(Source passage):
——————

Drawing My Main Character #Open Book Blog Hop

This week’s question from blogger Stevie Turner is this. “Do you draw your main characters so that a forensic sketch artist could put them on the cover, or do they belong to the reader?” With my visual impairment, I’ve never been good at describing people. I’ve come to the conclusion that character descriptions, like other aspects of a story, should be left to the reader’s imagination.

That having been said, I provide basic  character descriptions, i.e. eye and hair color, when they apply to the story, as you’ll note in the following excerpt from The Red Dress. For the book’s cover, which you’ll find below, my editor, Leonore Dvorkin at DLD Books, found a photograph online of a young woman we thought would match Eve’s description perfectly except for one minor detail. I’d originally written Eve’s hair as blond, and this model’s hair was black. Since I wasn’t sure Leonore could find another photo like that one with blond hair, I decided to change Eve’s hair from blond to black.

——————

(Material provided):
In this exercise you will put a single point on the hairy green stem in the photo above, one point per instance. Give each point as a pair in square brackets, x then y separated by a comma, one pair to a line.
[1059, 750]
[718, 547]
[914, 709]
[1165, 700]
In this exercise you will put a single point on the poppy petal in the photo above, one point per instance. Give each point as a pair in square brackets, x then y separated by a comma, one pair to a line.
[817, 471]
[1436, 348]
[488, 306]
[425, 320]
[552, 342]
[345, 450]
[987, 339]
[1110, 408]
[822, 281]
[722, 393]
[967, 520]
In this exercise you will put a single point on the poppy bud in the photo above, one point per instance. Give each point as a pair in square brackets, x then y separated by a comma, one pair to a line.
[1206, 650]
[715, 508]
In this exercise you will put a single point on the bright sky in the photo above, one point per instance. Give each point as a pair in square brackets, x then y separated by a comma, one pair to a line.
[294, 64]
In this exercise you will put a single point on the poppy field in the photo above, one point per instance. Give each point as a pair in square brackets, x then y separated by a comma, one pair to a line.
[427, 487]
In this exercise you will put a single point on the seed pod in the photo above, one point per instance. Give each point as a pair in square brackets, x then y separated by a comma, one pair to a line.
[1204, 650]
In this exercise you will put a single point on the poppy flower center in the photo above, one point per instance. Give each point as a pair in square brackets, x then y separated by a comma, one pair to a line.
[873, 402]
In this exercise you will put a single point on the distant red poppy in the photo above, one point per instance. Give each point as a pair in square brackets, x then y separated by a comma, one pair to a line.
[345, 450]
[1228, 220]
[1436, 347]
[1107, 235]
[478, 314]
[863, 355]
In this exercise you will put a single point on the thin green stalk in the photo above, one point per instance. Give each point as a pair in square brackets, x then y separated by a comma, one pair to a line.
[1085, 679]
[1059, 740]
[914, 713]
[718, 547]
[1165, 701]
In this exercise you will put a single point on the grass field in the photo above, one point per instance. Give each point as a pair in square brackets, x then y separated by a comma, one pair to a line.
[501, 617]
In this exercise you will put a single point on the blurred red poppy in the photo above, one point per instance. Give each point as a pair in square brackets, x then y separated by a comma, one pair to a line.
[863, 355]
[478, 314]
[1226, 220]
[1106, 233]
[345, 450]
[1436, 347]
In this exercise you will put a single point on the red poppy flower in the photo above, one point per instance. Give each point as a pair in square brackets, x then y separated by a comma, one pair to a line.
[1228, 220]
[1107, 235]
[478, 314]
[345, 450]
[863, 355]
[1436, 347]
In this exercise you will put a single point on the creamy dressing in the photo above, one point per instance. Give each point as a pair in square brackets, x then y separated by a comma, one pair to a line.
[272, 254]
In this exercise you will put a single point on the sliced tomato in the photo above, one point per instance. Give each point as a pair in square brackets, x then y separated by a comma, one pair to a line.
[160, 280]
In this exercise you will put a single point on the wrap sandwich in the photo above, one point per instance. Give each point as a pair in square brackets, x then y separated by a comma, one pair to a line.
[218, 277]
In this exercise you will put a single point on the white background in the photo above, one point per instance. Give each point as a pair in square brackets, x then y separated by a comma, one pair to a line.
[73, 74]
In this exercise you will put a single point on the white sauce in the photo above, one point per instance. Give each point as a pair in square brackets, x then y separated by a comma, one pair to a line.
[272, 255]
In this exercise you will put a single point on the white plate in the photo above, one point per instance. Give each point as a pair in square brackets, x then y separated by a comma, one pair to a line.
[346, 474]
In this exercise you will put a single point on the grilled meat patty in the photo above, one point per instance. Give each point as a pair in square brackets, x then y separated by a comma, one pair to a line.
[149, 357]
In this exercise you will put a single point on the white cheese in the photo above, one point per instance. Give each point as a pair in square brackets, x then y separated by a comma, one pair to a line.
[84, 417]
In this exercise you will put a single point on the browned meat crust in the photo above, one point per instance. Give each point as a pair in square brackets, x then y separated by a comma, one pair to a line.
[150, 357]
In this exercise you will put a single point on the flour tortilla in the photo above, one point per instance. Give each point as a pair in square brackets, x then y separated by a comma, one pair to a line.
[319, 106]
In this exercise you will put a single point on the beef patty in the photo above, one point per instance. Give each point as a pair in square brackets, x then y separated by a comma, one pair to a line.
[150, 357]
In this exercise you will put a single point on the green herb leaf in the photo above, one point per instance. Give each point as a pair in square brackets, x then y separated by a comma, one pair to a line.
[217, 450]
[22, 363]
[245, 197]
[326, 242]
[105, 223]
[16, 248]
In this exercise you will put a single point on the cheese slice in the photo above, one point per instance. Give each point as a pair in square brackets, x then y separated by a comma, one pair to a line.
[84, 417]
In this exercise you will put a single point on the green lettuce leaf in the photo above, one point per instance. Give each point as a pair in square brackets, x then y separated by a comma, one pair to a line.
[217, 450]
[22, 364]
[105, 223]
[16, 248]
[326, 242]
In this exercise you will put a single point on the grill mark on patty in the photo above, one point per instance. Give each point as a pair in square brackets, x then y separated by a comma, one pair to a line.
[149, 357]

——————

In the blog post on describing main characters, retype the stretch from "This week’s question" through "the reader’s imagination." word for word.

This week’s question from blogger Stevie Turner is this. “Do you draw your main characters so that a forensic sketch artist could put them on the cover, or do they belong to the reader?” With my visual impairment, I’ve never been good at describing people. I’ve come to the conclusion that character descriptions, like other aspects of a story, should be left to the reader’s imagination.